> _WRITTEN EXERCISE_
Output, please, every line from the line that holds "Practice step: indicate the gray garage" to the end, exactly as written.

Items from a data source:
---------------

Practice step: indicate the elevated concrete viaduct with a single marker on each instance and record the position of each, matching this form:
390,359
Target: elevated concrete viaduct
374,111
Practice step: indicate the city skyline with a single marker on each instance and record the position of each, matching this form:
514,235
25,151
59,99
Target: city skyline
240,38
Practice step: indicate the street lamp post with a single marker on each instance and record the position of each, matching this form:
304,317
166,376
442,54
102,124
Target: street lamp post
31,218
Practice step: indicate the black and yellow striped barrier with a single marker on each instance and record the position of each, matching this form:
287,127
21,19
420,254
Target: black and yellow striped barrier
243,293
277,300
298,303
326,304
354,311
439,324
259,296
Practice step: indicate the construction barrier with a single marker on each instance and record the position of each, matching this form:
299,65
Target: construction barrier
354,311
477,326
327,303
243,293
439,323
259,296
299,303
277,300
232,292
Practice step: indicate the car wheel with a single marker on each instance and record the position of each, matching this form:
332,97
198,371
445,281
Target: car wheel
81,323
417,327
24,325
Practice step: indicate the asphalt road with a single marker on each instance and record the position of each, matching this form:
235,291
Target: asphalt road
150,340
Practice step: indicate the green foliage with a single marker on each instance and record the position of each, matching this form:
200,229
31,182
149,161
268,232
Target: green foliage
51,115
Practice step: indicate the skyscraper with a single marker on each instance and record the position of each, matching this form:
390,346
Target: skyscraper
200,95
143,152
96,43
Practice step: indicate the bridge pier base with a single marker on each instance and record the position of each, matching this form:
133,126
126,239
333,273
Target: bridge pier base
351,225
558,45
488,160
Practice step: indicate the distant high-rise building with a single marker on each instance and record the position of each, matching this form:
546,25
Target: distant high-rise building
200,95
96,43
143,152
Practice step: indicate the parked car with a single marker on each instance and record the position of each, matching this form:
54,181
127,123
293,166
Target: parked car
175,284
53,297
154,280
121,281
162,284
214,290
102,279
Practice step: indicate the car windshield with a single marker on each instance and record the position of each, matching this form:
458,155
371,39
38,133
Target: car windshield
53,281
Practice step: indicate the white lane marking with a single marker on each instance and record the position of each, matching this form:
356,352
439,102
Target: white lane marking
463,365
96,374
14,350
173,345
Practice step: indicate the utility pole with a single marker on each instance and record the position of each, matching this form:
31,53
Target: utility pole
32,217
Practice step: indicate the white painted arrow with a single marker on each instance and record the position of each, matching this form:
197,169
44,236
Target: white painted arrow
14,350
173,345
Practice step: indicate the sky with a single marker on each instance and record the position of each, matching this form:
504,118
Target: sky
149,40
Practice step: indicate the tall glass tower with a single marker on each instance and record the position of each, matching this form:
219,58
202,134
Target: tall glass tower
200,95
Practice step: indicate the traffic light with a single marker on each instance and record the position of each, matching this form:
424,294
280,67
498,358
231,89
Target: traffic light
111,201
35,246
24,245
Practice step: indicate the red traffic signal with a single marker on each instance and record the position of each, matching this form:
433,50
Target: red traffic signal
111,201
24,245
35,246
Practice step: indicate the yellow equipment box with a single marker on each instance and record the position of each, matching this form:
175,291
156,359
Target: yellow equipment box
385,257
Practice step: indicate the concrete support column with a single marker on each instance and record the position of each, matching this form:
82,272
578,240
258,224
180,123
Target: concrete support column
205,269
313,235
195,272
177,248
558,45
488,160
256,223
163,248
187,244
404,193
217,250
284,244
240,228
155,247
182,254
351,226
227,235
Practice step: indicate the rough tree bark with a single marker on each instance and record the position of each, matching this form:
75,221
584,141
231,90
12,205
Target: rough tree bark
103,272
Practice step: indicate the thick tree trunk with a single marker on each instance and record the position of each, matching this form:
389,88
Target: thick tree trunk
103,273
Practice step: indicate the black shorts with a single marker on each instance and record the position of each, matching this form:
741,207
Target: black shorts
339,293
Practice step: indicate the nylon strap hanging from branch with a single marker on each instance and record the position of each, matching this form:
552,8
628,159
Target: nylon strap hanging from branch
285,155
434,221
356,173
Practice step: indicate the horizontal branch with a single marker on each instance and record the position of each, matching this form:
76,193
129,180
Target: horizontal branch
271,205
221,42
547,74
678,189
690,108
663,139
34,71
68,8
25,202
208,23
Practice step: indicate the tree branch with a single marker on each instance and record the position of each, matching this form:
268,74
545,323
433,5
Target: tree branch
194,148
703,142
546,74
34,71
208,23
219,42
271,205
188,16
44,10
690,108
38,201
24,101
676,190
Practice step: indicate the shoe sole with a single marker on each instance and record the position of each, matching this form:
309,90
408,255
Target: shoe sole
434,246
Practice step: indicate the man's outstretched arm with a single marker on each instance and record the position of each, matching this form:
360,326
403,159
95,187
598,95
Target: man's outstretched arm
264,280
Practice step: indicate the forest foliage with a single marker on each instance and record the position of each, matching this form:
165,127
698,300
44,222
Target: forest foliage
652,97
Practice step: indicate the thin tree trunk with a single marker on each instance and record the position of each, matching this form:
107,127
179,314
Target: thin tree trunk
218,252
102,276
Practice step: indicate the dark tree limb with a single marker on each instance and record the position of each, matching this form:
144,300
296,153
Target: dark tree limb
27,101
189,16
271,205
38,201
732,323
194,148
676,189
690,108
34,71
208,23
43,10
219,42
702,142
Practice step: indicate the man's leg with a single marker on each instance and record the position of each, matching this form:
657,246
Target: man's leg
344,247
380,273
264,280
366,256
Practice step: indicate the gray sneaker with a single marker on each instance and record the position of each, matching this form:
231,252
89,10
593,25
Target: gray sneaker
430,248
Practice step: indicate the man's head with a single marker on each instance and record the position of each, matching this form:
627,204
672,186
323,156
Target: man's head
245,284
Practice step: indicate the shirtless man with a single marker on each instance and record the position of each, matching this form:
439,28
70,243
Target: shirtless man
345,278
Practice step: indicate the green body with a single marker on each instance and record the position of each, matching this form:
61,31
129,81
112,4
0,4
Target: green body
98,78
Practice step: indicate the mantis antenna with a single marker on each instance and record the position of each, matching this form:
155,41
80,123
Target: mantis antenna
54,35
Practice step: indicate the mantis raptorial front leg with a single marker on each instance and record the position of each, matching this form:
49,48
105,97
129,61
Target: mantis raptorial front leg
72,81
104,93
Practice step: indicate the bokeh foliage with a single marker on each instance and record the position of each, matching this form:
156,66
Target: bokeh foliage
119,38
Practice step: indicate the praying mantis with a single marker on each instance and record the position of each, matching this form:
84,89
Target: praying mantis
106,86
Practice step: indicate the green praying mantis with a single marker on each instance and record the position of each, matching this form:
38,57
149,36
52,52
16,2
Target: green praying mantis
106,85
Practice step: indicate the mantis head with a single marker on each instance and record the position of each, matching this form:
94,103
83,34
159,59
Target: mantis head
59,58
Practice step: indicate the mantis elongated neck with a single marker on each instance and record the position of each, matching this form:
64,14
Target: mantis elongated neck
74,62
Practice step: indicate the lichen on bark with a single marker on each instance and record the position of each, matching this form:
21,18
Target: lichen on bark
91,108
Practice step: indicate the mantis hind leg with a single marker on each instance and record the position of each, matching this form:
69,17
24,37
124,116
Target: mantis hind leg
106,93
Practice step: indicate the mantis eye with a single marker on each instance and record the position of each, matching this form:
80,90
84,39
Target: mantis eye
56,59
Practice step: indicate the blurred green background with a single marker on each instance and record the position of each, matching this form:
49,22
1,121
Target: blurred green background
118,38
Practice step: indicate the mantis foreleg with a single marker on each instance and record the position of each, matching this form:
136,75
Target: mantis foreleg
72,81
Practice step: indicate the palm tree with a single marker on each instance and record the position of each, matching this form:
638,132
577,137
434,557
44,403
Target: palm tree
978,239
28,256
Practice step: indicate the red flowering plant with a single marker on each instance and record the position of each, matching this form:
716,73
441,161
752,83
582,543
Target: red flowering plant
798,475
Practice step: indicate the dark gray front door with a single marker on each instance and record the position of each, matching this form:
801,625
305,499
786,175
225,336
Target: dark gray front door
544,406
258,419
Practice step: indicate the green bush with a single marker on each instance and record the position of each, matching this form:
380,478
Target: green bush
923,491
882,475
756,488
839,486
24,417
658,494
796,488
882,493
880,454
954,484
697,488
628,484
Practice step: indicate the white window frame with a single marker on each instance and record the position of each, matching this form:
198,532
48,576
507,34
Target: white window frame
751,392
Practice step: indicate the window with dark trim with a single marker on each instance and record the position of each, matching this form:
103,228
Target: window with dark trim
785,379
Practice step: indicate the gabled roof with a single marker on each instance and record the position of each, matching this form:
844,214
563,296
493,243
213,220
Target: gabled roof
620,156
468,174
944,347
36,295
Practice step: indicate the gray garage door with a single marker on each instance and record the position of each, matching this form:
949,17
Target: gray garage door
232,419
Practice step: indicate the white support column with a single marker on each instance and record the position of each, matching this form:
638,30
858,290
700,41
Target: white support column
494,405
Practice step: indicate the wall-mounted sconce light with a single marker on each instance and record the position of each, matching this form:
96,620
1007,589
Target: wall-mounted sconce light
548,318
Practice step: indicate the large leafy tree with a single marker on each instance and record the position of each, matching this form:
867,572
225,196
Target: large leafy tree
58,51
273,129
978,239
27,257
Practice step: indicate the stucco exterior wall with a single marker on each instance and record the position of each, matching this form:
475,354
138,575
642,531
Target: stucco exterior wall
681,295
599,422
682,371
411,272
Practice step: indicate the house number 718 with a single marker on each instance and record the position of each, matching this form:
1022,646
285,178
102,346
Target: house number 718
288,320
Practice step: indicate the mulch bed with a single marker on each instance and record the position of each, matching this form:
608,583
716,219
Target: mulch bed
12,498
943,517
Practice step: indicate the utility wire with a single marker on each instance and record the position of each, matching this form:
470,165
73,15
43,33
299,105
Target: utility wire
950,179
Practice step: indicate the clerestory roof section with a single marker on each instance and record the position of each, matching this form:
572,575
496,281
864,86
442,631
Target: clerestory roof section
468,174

---------------

> _SOLUTION_
Practice step: indicate the gray garage door with a single marker on each instance and record the position of each, matching this form:
949,17
Target: gray garage door
232,419
Practice step: indicate the white support column with a single marker on each instance and record the position of each, matching this form:
638,30
858,290
700,41
Target: white support column
494,405
Practice step: indicate the wall-mounted sconce light with a single marker on each instance and record the position of each, matching this form:
96,620
1007,589
Target: wall-mounted sconce light
548,318
Practice step: indicate the large leafy tree with a single marker on each instance and record the position of each, matching this form:
867,572
225,196
Target: large leafy tree
58,51
273,129
978,239
27,257
Practice step: indicate the stucco exterior wall with a single marker on each instance and record the position of each, matching this form:
475,354
138,575
642,531
Target: stucco exterior wall
681,295
599,422
682,371
411,272
Practice step: indicate the house number 718 with a single marker on each instance and record the position of each, matching this form:
1022,646
285,178
102,346
Target: house number 718
288,320
Practice step: indicate the mulch bed with a single marker on each instance and record the position of each, matching this form:
608,583
716,219
Target: mulch bed
12,498
943,517
Practice step: indicate the utility wire with a single marker on each instance and record the position of each, matching this form:
470,165
73,15
43,33
299,105
Target: utility wire
950,179
Practice step: indicate the clerestory roof section with a single marker on each instance and record the position of each, matching this form:
572,575
496,281
864,86
442,631
Target: clerestory roof section
468,174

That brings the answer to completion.